# TASK GOAL
Beginning at the line with "the birdhouse, locate", output each line to the end of the listing below exactly, please.

─── PROVIDED DATA

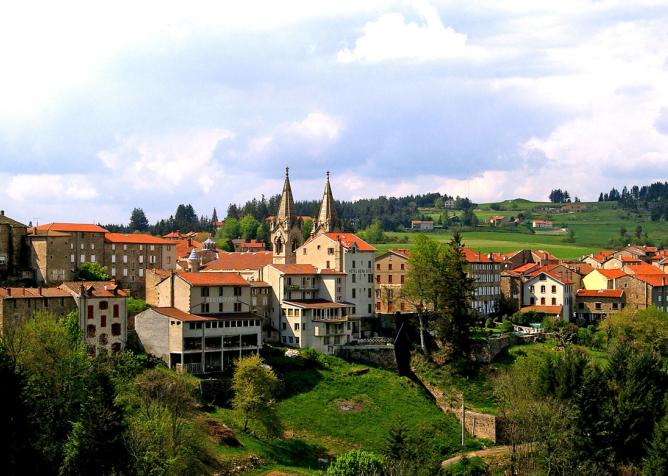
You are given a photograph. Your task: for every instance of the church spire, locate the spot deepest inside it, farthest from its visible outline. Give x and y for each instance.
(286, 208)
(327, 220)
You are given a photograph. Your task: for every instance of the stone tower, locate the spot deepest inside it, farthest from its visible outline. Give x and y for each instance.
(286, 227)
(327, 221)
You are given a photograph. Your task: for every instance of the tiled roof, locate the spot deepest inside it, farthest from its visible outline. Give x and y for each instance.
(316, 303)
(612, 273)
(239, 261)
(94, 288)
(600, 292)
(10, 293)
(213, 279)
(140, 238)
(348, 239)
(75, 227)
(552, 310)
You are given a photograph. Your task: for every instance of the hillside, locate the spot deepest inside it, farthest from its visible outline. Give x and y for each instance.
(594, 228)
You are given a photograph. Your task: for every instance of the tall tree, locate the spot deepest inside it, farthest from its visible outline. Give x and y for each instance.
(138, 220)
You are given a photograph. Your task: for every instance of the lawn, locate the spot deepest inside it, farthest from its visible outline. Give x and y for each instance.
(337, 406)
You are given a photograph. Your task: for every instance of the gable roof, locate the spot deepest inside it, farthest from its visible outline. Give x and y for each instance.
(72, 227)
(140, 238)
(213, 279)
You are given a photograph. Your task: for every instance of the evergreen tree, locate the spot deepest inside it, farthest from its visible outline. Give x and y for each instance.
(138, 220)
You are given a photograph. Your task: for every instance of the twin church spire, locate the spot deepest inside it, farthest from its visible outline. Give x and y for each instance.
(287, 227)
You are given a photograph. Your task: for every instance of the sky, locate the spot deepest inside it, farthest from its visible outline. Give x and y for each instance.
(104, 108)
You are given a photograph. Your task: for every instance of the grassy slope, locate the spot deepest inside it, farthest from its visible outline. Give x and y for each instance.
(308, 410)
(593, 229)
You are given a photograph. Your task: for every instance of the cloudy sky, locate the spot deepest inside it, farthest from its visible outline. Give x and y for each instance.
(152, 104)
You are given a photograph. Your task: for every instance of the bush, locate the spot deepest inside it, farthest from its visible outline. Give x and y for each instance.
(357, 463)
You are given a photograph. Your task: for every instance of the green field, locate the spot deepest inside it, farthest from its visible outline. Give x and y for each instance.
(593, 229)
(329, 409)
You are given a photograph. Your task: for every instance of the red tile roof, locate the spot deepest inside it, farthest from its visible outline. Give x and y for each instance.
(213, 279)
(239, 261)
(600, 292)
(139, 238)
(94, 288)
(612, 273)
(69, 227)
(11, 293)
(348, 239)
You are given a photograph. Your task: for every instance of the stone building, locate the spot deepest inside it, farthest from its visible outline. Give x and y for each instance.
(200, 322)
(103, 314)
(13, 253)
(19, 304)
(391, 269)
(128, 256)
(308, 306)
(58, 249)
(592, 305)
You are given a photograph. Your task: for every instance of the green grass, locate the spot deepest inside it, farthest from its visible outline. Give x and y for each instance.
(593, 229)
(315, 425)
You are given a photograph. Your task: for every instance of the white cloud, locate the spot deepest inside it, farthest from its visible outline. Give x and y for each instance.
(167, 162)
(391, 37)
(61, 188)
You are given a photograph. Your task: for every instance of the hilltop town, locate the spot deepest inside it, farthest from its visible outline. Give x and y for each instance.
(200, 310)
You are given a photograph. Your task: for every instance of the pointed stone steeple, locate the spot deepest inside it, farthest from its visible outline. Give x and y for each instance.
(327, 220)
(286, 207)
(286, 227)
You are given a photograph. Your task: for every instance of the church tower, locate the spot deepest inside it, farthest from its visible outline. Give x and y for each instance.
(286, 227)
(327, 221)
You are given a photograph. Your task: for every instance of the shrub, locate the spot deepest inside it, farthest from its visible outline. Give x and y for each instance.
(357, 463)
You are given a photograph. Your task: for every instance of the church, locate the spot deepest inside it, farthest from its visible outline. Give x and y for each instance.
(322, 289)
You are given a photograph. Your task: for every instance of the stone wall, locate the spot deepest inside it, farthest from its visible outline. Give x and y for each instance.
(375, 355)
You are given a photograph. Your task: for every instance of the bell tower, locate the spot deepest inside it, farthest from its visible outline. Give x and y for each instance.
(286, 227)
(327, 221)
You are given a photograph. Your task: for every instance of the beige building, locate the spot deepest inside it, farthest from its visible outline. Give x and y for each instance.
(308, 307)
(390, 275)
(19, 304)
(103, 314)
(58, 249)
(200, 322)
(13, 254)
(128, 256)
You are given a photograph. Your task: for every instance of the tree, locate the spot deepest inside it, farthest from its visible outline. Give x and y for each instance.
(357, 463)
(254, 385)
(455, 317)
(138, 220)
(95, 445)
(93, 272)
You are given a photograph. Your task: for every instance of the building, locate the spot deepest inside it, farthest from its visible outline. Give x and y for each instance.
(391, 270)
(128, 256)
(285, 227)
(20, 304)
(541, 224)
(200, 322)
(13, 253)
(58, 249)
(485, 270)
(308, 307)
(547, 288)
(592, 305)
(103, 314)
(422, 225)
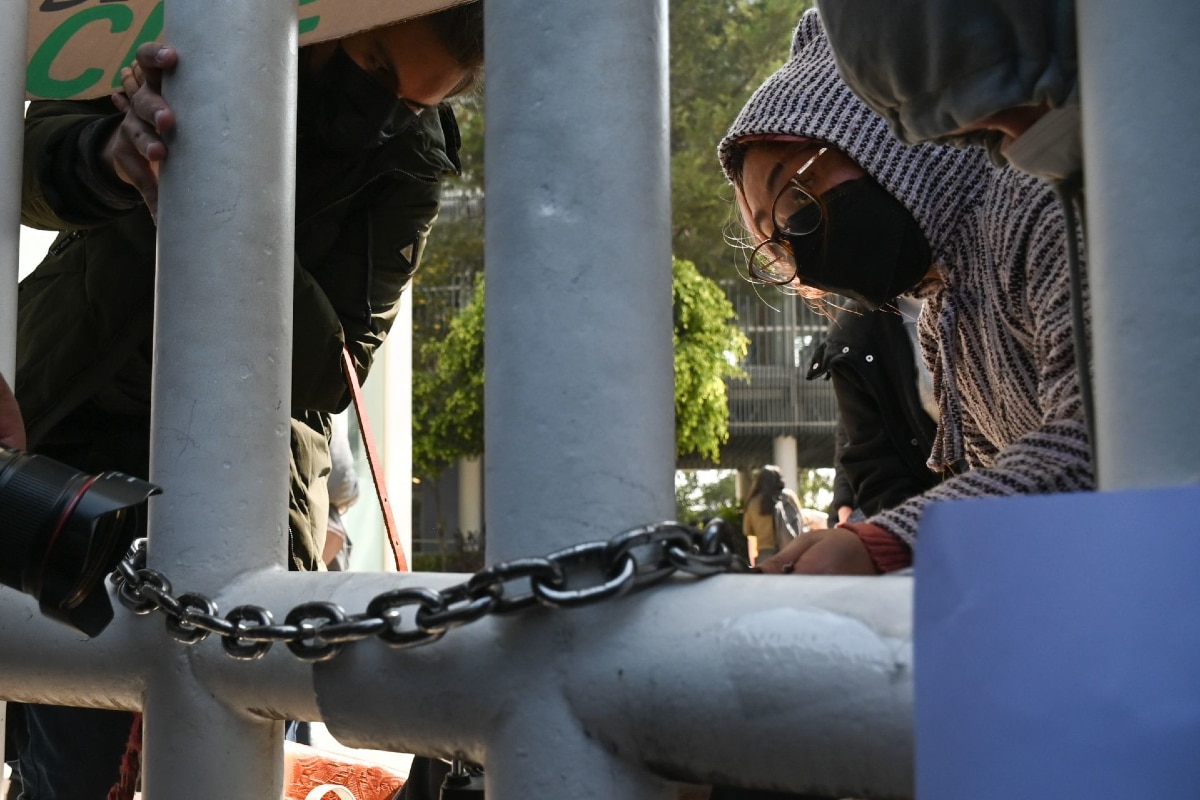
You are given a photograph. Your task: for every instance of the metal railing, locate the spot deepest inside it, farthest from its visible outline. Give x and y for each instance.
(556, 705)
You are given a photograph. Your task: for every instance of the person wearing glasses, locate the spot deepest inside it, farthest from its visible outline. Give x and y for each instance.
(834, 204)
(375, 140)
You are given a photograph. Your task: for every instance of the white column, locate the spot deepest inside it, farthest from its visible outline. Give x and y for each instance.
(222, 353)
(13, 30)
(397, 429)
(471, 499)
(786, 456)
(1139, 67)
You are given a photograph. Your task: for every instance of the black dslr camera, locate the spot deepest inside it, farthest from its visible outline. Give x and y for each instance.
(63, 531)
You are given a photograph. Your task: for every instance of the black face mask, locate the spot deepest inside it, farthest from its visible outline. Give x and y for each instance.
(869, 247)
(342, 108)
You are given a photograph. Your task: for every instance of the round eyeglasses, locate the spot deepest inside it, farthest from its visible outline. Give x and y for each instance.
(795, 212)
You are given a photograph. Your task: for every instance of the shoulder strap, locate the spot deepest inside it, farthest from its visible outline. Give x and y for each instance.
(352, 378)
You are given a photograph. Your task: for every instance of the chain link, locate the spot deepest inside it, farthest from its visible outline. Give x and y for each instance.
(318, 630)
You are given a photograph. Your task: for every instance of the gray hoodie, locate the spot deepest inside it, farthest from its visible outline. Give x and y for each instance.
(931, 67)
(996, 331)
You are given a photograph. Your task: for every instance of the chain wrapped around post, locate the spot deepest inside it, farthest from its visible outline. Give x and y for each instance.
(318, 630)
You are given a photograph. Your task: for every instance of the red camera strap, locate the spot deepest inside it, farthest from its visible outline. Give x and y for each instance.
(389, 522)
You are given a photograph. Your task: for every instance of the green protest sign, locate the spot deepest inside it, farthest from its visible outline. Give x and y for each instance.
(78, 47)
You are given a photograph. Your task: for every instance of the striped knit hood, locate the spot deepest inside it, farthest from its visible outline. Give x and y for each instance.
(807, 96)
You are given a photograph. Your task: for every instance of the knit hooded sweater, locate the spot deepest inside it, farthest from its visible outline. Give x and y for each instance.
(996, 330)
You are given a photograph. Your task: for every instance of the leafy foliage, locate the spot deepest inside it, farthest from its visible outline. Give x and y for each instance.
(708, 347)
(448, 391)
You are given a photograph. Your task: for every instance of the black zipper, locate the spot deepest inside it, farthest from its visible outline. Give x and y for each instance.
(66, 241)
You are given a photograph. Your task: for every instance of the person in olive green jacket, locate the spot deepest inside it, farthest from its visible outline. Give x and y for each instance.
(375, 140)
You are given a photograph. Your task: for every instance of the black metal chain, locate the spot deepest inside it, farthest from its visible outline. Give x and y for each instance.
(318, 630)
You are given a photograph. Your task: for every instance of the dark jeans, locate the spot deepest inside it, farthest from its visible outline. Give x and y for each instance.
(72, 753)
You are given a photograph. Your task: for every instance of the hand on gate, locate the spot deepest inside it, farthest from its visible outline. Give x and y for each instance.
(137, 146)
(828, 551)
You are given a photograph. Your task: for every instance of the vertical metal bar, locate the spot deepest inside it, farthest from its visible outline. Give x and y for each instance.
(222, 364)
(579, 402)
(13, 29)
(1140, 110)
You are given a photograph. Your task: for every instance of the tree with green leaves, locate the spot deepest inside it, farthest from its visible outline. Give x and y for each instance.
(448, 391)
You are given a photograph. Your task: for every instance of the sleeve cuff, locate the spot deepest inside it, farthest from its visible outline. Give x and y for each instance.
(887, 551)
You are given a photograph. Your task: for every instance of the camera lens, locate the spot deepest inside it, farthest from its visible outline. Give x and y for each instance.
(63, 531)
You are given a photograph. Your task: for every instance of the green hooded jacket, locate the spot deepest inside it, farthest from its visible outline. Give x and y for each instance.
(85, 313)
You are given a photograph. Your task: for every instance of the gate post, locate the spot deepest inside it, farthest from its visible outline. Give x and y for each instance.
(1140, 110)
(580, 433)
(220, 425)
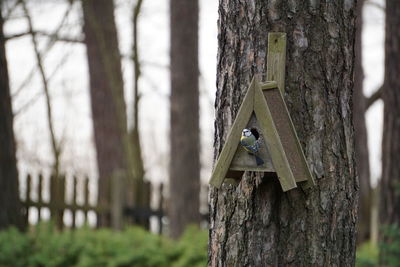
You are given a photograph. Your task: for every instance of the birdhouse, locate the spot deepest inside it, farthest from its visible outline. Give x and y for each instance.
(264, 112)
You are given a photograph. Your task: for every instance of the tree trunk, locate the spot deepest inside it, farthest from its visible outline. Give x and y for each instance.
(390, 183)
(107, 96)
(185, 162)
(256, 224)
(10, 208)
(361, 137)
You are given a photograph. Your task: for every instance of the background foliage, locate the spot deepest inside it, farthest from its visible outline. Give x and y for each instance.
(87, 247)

──────

# RESPONSE TO THE EXERCISE
You are given a photograph. Your task: for every instance of the birdhouse, locate the spot deepest inside it, farthest from its visible outline. Give x and y for each instance.
(264, 112)
You are given a photograph. Your task: for every instance of the tree trunk, locate the spot deepest inside it, farthest from its visible outline. Give x and y for each instance.
(390, 183)
(107, 96)
(185, 162)
(256, 224)
(10, 208)
(361, 137)
You are given a photograph. Your task: for every instance of the background foliage, locate the spot deepest inside it, farthest from its visible outline. Give x and y for each instance.
(87, 247)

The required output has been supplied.